▸ **Task objective**
Would you write out each line of the material below exactly, skipping every picture?

▸ **Provided records**
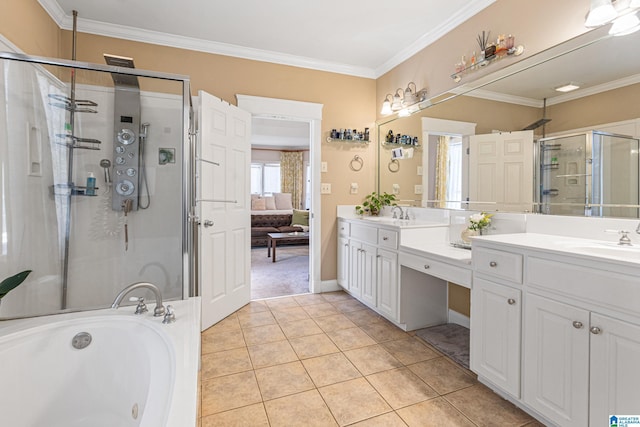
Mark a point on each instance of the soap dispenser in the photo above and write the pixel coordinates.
(91, 185)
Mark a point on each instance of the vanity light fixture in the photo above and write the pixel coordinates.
(567, 87)
(386, 105)
(623, 14)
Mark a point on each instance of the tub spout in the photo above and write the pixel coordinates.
(158, 311)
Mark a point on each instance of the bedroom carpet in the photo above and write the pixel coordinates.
(451, 339)
(289, 275)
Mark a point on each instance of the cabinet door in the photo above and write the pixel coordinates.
(355, 267)
(387, 283)
(556, 360)
(495, 334)
(343, 262)
(615, 369)
(369, 294)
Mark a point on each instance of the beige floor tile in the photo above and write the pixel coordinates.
(251, 319)
(222, 340)
(348, 305)
(319, 310)
(228, 323)
(270, 354)
(230, 392)
(443, 375)
(353, 401)
(410, 350)
(313, 346)
(390, 419)
(254, 307)
(330, 369)
(334, 322)
(300, 328)
(337, 296)
(434, 412)
(363, 317)
(263, 334)
(347, 339)
(303, 409)
(371, 359)
(401, 387)
(283, 380)
(252, 415)
(309, 299)
(485, 408)
(384, 331)
(281, 303)
(225, 363)
(290, 314)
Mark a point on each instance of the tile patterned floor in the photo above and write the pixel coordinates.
(327, 360)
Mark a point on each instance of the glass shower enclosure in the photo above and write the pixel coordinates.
(592, 174)
(94, 193)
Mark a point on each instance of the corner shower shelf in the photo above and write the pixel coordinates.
(77, 106)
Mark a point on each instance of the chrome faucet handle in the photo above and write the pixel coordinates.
(169, 316)
(141, 308)
(624, 238)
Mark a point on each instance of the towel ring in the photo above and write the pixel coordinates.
(356, 163)
(394, 165)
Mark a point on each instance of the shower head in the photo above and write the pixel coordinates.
(106, 165)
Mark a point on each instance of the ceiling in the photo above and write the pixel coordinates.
(361, 38)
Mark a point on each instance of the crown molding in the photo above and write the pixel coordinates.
(429, 38)
(65, 22)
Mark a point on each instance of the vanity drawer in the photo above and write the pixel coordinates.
(364, 233)
(387, 238)
(504, 265)
(451, 273)
(343, 228)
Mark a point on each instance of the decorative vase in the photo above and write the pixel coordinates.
(468, 233)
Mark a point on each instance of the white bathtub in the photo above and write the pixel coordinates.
(136, 372)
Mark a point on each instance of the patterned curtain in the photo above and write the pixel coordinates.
(442, 152)
(291, 176)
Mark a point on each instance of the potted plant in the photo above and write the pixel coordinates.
(374, 202)
(12, 282)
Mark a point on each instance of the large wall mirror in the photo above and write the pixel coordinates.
(510, 141)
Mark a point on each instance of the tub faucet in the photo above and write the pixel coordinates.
(158, 311)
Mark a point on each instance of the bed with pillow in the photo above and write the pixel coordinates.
(275, 214)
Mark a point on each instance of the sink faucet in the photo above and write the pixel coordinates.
(393, 211)
(158, 311)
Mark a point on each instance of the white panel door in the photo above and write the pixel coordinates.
(223, 187)
(556, 360)
(501, 171)
(495, 334)
(615, 373)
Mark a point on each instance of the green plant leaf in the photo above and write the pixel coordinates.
(12, 282)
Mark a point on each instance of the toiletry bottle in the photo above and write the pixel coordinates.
(91, 185)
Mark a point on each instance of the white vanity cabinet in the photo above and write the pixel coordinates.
(496, 307)
(576, 318)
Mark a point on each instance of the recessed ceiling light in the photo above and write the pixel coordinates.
(568, 87)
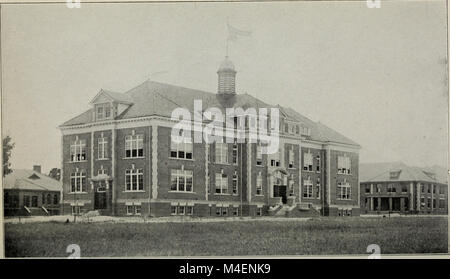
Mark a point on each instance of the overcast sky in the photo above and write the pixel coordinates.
(376, 75)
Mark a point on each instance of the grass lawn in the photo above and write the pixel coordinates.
(313, 237)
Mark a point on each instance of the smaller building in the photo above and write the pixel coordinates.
(396, 187)
(29, 192)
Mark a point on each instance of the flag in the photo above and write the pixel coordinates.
(234, 33)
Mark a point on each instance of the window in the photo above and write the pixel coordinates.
(344, 165)
(102, 171)
(182, 150)
(173, 210)
(130, 210)
(259, 211)
(259, 184)
(221, 183)
(307, 188)
(235, 183)
(134, 146)
(344, 190)
(103, 111)
(26, 201)
(318, 188)
(275, 159)
(181, 180)
(258, 155)
(78, 150)
(134, 179)
(102, 148)
(291, 158)
(77, 182)
(134, 209)
(224, 211)
(404, 189)
(221, 153)
(394, 174)
(235, 211)
(34, 201)
(76, 210)
(307, 161)
(235, 154)
(391, 188)
(318, 163)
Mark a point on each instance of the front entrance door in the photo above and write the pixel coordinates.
(100, 196)
(280, 191)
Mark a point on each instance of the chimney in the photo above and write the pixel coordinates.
(37, 168)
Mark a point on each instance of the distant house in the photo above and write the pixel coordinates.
(396, 187)
(29, 192)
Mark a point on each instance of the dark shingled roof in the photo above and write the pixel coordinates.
(380, 172)
(30, 180)
(155, 98)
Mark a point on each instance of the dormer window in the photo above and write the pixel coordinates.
(103, 111)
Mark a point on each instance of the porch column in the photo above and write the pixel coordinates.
(411, 197)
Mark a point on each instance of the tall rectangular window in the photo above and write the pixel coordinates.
(221, 183)
(291, 158)
(344, 190)
(318, 188)
(307, 188)
(307, 161)
(221, 153)
(182, 150)
(181, 180)
(134, 146)
(235, 154)
(344, 165)
(134, 180)
(102, 148)
(78, 150)
(259, 184)
(77, 182)
(318, 163)
(291, 187)
(258, 155)
(235, 183)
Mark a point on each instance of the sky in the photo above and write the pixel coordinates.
(378, 76)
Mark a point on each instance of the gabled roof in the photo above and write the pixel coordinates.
(22, 179)
(381, 172)
(113, 96)
(155, 98)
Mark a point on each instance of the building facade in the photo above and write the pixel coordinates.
(119, 158)
(29, 192)
(396, 187)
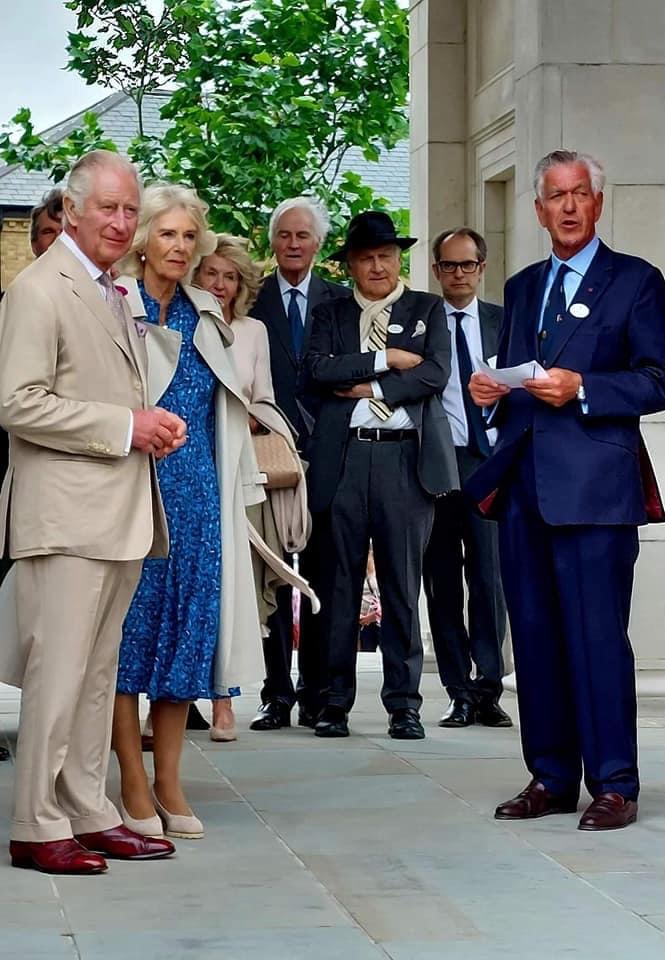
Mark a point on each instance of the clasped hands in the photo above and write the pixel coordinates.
(557, 388)
(396, 359)
(158, 431)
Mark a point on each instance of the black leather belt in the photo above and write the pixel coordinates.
(370, 433)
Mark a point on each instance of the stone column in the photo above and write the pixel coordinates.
(438, 126)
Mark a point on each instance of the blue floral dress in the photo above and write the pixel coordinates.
(170, 633)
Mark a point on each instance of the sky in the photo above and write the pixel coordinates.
(33, 40)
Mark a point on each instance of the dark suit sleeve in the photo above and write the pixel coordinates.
(430, 376)
(327, 369)
(641, 388)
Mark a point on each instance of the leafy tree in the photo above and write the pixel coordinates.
(266, 97)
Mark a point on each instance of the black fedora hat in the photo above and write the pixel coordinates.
(369, 230)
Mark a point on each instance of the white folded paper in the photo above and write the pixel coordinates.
(513, 377)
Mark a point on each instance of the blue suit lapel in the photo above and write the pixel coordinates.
(591, 288)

▸ **Exercise solution**
Mark a point on each instance of the soap dispenser in the photo above and write the pixel coordinates.
(91, 185)
Mark a point on each instance of the vanity light fixture in the photo above and write the pixel coordinates.
(567, 87)
(386, 105)
(623, 14)
Mark a point on each instance of the tub spout in the photo above and write the pixel coordinates.
(158, 311)
Mark a point on each instance of the bedroom carpet in the photo above and write the pixel coordinates.
(451, 339)
(289, 275)
Mark a point on each instance of the cabinet door in the photo above and write the pixel coordinates.
(355, 267)
(387, 283)
(556, 360)
(495, 334)
(343, 262)
(615, 369)
(369, 294)
Mark a point on each instance of the beige floor tile in the photo above and write the pixel coordinates.
(251, 319)
(222, 340)
(348, 305)
(319, 310)
(228, 323)
(270, 354)
(230, 392)
(443, 375)
(353, 401)
(410, 350)
(313, 346)
(390, 419)
(254, 307)
(330, 369)
(334, 322)
(300, 328)
(337, 296)
(434, 412)
(363, 317)
(263, 334)
(347, 339)
(303, 409)
(371, 359)
(401, 387)
(283, 380)
(252, 415)
(309, 299)
(485, 408)
(384, 331)
(281, 303)
(225, 363)
(290, 314)
Mark a point on each instance of the tile patterned floor in the photo above and write the pixel coordinates.
(327, 360)
Mark a point on each instance of the glass shower enclosure in the photo above and write the pixel coordinates.
(592, 174)
(94, 193)
Mark a point on each instance of the corner shower shelf in the photo above and write the pixel coordinates.
(77, 106)
Mark a point on each instance of the chrome faucet handle in the photo above and write the pixel coordinates.
(169, 316)
(141, 308)
(624, 238)
Mark a point on each instance of the towel ring in the photo above and write the pixel coordinates.
(356, 163)
(394, 165)
Mark a point on each instance of the shower head in the photo above and write the pixel coordinates.
(106, 165)
Mark a point on each instance of the ceiling in the photo above and write the pixel coordinates.
(361, 38)
Mark a point on each instance of the crown molding in the photo above and write the pixel coordinates.
(429, 38)
(65, 22)
Mark a point on each instance of the vanity drawer in the photo above and write the pixel coordinates.
(364, 233)
(387, 238)
(504, 265)
(451, 273)
(343, 228)
Mark a point on each instance of the decorative vase in the photo above and write the pixel coordinates.
(468, 233)
Mark a point on each instance of the white bathtub in the photo above and write the pixel coordinates.
(136, 372)
Mark a point on each instance of the patterned curtain in the photo above and write the pixel coordinates.
(442, 152)
(291, 176)
Mark a point on each instance of the potted plant in the photo above and write the pixel coordinates.
(374, 202)
(12, 282)
Mark a point on each instance of the large wall mirror in the photo above and write the pixel coordinates.
(510, 141)
Mark a point on each instance of the tub faucet in the photo above and write the pixel coordinates.
(158, 311)
Mark a point on each instance of the bed with pillow in the photo above and write the pixel coordinates.
(275, 214)
Mark a point on each instance of the sink faucet in the photo above and write the pixel coordinates.
(393, 211)
(158, 311)
Mark a point on each instance of the white panel door in the photo above and write the pixel coordinates.
(223, 187)
(556, 360)
(501, 171)
(495, 334)
(615, 373)
Mark a point on each instance of the green plant leaf in the photo above and write the pixel coordinates.
(12, 282)
Mark a point on each instance of the toiletry bottle in the photo above and write the pixel coordinates.
(91, 185)
Mark a point on each instance of the white vanity cabinet in the photo above and write the pixel coordinates.
(496, 307)
(576, 318)
Mark a point on each instance of the recessed ceiling light in the photo above and write the pixel coordinates.
(568, 87)
Mark a point on each instance of the overcast sky in the photo above and write the pixel coordinates.
(376, 75)
Mark a point on each instance of the grass lawn in the photo above and write the pixel coordinates.
(313, 237)
Mark a point on each instance of the smaller building in the photo above and write the pixel coordinates.
(396, 187)
(29, 192)
Mark a point on each instance of the flag in the photo above and write the pixel coordinates.
(234, 33)
Mark a point on each instance of the window in the photo above and write the pixel coordinates.
(344, 165)
(102, 171)
(182, 150)
(173, 210)
(130, 210)
(259, 211)
(259, 184)
(221, 183)
(307, 188)
(235, 183)
(134, 146)
(344, 190)
(103, 111)
(26, 201)
(318, 188)
(275, 159)
(181, 180)
(258, 155)
(78, 150)
(134, 179)
(102, 148)
(291, 158)
(77, 182)
(134, 209)
(224, 211)
(404, 189)
(221, 153)
(394, 174)
(235, 211)
(34, 201)
(76, 210)
(307, 161)
(235, 154)
(391, 188)
(318, 163)
Mark a point on each instance of the front entrance door in the photo above and write the pixel coordinates.
(100, 196)
(280, 191)
Mark a point on each instance of the chimney in the photo above and write the pixel coordinates.
(37, 168)
Mark a point on each instance of the distant house in the photo above and write the pixel coordinates.
(396, 187)
(29, 192)
Mark a point on each instance of the dark shingled roof in the photo above and write the pixel coordinates.
(380, 172)
(30, 180)
(155, 98)
Mark a point on each instance of the dormer window in the photo above and write the pixel coordinates.
(103, 111)
Mark a point on each instance of the porch column in the photo above and write the pixel coordinates.
(411, 197)
Mark a point on each instance of the tall rectangular window in the photo above and write the pixel coordinates.
(221, 183)
(291, 158)
(344, 190)
(318, 188)
(307, 188)
(307, 161)
(221, 153)
(182, 150)
(181, 180)
(134, 146)
(235, 154)
(344, 165)
(134, 180)
(102, 148)
(78, 150)
(259, 184)
(77, 182)
(318, 163)
(291, 187)
(258, 155)
(235, 183)
Mark a point on each instance of the sky in the photo above and write the pixel coordinates.
(378, 76)
Mark a point on each instance of the gabled roof in the photo above and write the pixel coordinates.
(22, 179)
(381, 172)
(113, 96)
(155, 98)
Mark a point on each instance of the building facade in the photo above and write the pixel coordinates.
(119, 158)
(29, 192)
(396, 187)
Mark a point on each instance of the clasped hands in the photo above and write the pixel coordinates.
(557, 388)
(396, 359)
(158, 431)
Mark a point on each instance of the black leather belt in the photo above and write the pixel coordinates.
(370, 433)
Mark a point on each instance of the stone column in the photo above and write the pixel coordinates.
(438, 126)
Mark a point on each instance of the blue floral dress in the photo above and write the pixel coordinates.
(170, 633)
Mark a point on each instance of the sky in the photo above and write the pixel coordinates.
(33, 40)
Mark a point on each instance of the dark suit sleeve in the photo above and write the pixel coordinates.
(430, 376)
(327, 369)
(641, 388)
Mark a point on each instance of the leafy tree in the photo above and write the pixel coordinates.
(266, 97)
Mark a point on each instance of the black fedora hat in the photo above and write the pixel coordinates.
(369, 230)
Mark a point on each instance of the white folded paper in the photo above and write the pixel coordinates.
(513, 377)
Mark a point on each instance of the blue suit lapel in the photo above and write the pixel coordinates.
(591, 288)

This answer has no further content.